EXCERPTED PASSAGE:
┌──

This shift marks a notable change from the previous dominance of Russian crude, which had been India's top source through much of 2024 and 2025. The change comes amid evolving geopolitical and trade dynamics. India, the world's third-largest crude oil importer and reliant on overseas supplies for nearly 90% of its energy needs, has been actively diversifying its sourcing to bolster energy security. Recent developments in the India-US interim trade framework, announced in early February 2026, have played a key role.
This agreement includes tariff adjustments—such as the US reducing tariffs on Indian goods to 18% from higher levels—and encourages diversification away from certain suppliers, alongside commitments to increase purchases of US energy products over the coming years. These factors appear to have prompted Indian refiners to rebalance their procurement mix. For years, Russia held a commanding role in India's oil imports, benefiting from substantial discounts and alternative trade arrangements that solidified its position post-2022.
However, ongoing Western sanctions targeting Russian energy exports—including measures against major producers like Rosneft and Lukoil—combined with strategic dialogues between India and the United States, have influenced refiners to adjust their strategies. While Russian volumes have receded in early 2026, India continues to maintain a diversified approach, sourcing from multiple partners such as Iraq, the UAE, the United States, and Latin American producers.
This development is more than a short-term fluctuation; it signals a potential realignment in India's energy strategy. With one of the world's largest refining capacities—set to expand further in the coming years—the country is positioning itself to navigate shifting global markets, geopolitical pressures, and trade relations more resiliently. The implications could extend to broader geopolitics, international trade balances, and the economics of domestic refining in the months ahead.
Several advantages have favored Saudi Arabia's return to the top spot. Competitive pricing, including a 30-cent-per-barrel reduction in Aramco's premium pricing to better align with Dubai and Oman benchmarks, has made Saudi crude more attractive. Additionally, lower transportation costs and significantly shorter transit times—around 3 days to Indian ports compared to longer routes from Russia or the US—have provided logistical edges. These elements have helped offset the heavy discounts that once made Russian oil particularly appealing in the aftermath of the Ukraine conflict, when new payment mechanisms and pricing strategies elevated Russia's share.

└──

DATA SHOWN:
┌──

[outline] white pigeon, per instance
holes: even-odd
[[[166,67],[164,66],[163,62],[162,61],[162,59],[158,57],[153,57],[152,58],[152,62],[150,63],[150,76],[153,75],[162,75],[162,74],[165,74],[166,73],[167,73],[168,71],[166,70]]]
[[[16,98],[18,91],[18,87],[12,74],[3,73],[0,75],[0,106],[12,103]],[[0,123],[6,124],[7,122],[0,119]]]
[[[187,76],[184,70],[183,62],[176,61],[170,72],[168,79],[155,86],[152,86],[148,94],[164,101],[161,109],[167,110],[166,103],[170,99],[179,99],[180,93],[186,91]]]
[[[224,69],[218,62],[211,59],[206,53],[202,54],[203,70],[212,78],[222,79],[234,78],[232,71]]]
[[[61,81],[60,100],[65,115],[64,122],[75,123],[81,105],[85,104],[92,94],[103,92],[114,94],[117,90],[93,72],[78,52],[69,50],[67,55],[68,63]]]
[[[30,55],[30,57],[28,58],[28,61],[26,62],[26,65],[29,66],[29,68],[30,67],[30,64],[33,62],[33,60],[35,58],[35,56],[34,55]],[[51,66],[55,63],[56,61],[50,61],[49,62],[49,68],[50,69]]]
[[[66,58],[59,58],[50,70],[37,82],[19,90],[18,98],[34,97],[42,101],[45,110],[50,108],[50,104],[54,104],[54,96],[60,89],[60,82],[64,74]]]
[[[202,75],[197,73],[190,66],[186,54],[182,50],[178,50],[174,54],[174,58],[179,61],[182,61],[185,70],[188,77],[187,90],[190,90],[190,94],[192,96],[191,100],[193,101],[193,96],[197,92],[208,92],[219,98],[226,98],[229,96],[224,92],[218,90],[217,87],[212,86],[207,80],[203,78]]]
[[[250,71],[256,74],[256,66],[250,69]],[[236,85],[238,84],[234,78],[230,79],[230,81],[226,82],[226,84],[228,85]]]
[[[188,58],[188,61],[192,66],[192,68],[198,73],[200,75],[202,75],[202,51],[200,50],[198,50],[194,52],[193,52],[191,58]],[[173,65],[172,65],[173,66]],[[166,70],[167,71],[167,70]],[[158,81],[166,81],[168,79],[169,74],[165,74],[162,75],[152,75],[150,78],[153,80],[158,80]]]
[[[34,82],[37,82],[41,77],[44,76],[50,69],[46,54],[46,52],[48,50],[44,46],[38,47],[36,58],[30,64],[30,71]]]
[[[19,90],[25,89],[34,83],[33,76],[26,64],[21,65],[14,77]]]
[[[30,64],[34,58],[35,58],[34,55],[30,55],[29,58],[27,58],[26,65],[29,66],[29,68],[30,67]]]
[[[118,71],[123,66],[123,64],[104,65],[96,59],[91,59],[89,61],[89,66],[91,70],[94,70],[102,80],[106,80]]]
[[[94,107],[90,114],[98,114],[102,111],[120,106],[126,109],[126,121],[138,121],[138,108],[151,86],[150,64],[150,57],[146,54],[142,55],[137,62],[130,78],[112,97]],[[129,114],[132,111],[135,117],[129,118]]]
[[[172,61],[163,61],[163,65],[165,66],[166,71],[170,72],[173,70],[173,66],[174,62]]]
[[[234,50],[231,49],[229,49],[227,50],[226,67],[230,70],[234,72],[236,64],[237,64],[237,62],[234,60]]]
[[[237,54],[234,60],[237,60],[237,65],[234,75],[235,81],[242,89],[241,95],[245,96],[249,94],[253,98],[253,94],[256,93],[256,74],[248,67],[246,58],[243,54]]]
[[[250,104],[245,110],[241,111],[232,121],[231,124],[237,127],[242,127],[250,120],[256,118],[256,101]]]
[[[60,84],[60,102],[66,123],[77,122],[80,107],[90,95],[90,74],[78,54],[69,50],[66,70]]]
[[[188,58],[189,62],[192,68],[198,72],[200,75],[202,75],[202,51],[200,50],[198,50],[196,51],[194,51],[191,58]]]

└──

PROBLEM:
Answer these from the passage on India's crude oil imports:
(a) For roughly what share of its energy needs does India rely on overseas supplies?
(b) To what rate did the US cut tariffs on Indian goods under the interim trade framework?
(c) About how long does Saudi crude take to reach Indian ports?

ANSWER TO THE EXERCISE:
(a) Nearly 90%
(b) 18%
(c) Around 3 days